### THE REQUEST
List every line in the material below that contains the word "rope", copying each such line in full.

### SUPPLIED ENTRIES
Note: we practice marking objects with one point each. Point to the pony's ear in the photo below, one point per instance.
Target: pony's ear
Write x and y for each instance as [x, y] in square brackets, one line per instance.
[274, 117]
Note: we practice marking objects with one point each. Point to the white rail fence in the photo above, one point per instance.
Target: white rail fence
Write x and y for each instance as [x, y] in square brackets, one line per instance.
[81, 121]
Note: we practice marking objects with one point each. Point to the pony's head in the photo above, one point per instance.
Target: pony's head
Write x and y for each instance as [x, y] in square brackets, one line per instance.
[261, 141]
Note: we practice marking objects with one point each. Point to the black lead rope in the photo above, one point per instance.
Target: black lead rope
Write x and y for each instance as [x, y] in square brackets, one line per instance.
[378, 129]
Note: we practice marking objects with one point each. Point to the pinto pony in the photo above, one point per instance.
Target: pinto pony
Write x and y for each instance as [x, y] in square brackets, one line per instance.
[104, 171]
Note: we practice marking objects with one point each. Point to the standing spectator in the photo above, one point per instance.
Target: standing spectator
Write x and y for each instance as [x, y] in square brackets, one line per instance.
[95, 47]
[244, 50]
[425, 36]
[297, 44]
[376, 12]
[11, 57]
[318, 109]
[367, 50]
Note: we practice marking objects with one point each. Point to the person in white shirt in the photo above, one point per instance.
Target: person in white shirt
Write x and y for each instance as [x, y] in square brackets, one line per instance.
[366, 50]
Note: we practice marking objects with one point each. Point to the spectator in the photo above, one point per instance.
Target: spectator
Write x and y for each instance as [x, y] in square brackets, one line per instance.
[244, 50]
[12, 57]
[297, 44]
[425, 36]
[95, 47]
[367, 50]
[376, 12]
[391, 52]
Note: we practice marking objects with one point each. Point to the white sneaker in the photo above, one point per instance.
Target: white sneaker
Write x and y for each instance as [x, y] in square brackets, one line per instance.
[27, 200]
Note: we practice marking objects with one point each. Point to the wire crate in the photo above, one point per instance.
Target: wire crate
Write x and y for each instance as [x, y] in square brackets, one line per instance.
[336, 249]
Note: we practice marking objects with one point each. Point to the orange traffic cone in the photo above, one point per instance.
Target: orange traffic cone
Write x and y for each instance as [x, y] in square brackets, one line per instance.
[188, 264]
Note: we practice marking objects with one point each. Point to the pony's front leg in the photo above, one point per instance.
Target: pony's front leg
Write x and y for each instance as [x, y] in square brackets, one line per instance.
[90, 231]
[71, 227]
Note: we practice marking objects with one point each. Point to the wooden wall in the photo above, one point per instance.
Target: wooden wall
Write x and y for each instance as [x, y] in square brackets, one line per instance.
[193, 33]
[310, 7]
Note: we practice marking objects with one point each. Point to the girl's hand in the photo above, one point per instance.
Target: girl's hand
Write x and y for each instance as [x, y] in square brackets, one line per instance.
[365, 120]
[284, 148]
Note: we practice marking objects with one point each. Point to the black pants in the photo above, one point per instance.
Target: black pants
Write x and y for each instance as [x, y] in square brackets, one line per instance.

...

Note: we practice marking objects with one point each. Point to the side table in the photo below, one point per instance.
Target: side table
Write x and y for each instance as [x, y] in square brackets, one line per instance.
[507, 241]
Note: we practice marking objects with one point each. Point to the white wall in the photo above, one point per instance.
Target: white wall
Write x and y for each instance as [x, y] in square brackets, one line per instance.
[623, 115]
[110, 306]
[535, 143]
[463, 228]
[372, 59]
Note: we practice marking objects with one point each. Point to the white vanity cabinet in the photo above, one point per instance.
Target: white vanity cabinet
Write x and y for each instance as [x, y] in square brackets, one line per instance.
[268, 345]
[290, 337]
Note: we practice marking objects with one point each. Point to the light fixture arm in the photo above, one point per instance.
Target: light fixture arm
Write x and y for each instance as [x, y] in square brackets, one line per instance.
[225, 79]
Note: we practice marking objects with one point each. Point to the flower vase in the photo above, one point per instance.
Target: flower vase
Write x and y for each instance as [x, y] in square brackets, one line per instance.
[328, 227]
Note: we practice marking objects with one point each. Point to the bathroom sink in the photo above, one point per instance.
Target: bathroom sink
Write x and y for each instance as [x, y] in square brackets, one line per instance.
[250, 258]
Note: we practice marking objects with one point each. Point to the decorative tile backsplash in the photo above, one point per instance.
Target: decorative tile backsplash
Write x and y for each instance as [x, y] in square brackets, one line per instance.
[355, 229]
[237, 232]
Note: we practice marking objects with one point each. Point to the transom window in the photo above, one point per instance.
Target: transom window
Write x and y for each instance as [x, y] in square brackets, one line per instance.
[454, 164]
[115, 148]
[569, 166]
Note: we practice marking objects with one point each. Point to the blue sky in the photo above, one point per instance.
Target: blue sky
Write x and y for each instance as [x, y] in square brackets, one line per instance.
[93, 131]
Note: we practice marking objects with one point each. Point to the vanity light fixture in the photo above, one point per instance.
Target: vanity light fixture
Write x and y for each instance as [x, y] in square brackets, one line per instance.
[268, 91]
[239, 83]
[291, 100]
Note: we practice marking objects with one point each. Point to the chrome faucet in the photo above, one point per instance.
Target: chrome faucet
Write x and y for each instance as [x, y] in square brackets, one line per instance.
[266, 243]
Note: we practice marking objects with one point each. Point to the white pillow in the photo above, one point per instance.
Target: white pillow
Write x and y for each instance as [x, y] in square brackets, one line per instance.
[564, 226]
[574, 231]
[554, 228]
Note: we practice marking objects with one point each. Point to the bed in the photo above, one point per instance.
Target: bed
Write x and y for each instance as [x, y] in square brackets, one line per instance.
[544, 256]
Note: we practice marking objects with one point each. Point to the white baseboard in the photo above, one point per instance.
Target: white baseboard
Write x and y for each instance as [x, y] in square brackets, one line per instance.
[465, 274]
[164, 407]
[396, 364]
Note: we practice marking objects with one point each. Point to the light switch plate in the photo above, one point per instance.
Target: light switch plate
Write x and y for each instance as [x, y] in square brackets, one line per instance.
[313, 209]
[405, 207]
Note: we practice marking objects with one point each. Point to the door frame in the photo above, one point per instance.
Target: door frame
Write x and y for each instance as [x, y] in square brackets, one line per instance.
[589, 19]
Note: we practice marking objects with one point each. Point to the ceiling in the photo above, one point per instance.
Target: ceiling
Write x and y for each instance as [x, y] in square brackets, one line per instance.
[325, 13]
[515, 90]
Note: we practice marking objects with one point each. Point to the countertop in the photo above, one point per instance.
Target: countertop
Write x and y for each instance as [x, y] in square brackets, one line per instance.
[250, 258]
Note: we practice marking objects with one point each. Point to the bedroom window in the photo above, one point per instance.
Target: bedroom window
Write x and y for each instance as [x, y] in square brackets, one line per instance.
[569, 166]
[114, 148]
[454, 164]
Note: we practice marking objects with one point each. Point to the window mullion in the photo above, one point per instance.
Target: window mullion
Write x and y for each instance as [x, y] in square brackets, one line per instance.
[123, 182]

---

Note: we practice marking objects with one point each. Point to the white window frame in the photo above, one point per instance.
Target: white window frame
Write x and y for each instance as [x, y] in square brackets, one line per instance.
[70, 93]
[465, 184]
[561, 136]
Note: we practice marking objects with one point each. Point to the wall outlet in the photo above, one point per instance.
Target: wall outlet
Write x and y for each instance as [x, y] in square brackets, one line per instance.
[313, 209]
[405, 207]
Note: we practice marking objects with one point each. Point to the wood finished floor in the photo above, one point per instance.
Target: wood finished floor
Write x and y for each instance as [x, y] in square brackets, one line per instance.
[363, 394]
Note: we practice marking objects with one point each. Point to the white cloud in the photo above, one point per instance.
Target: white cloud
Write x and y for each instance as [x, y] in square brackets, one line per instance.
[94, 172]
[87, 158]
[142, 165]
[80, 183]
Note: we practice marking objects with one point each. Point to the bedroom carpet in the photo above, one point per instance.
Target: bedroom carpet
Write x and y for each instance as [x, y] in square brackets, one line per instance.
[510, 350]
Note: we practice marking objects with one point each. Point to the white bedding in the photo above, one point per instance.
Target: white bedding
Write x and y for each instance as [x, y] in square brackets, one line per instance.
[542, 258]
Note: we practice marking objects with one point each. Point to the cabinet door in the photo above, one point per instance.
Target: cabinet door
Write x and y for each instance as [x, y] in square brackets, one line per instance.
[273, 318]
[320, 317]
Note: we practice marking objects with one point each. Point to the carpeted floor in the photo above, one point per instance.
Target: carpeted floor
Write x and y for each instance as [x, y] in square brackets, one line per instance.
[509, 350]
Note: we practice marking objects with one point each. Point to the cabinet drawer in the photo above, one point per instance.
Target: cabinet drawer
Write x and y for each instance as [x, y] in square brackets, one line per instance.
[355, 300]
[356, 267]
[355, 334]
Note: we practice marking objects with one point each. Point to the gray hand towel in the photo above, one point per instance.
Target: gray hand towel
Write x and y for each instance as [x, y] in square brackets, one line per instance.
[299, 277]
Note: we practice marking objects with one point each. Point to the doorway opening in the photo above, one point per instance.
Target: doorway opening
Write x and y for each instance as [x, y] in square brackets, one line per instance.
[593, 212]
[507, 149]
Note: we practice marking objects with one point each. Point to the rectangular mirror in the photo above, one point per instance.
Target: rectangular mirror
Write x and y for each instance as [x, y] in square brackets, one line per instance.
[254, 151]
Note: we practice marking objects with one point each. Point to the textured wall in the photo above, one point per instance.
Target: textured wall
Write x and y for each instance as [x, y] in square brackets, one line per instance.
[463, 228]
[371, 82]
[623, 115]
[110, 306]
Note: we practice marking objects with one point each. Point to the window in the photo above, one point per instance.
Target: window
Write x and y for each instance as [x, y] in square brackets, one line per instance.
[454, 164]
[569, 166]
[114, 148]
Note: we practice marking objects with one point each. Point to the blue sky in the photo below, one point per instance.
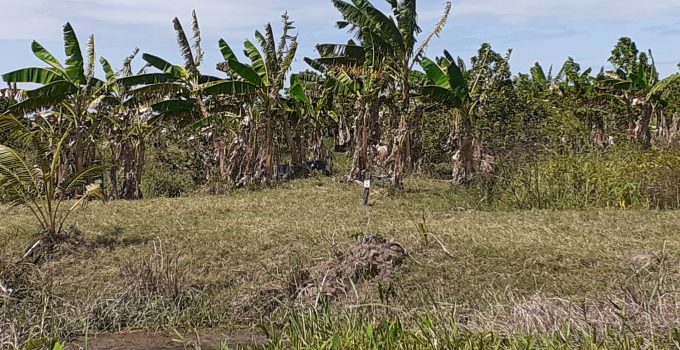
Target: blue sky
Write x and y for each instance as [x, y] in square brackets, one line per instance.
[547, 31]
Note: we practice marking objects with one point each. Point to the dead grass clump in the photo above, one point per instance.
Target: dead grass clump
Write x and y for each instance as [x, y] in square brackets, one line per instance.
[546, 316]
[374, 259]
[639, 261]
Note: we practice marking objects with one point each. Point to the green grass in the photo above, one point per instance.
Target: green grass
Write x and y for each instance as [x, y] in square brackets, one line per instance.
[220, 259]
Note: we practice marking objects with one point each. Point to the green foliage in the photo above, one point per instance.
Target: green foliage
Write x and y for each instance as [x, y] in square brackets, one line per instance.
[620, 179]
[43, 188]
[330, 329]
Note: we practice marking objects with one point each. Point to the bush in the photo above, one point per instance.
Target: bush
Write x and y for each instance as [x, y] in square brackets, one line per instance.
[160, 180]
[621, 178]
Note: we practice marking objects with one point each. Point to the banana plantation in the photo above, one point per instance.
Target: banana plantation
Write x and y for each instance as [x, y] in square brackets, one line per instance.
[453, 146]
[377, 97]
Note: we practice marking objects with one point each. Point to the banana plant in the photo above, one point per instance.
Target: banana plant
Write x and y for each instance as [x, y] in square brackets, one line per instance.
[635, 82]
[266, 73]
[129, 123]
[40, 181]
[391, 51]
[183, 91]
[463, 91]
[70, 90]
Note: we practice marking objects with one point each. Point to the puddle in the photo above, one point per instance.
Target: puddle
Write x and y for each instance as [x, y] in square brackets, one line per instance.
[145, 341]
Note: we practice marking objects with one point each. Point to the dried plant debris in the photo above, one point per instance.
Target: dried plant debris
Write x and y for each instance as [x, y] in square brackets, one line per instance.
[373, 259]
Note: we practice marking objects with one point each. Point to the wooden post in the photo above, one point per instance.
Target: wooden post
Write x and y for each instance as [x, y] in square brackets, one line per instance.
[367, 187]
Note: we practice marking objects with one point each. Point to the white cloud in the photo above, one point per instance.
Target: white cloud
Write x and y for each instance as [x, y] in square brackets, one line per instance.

### WRITTEN ANSWER
Note: we practice marking objects with one point each. Point to the black lead rope in the photo above, one point per instance.
Target: black lead rope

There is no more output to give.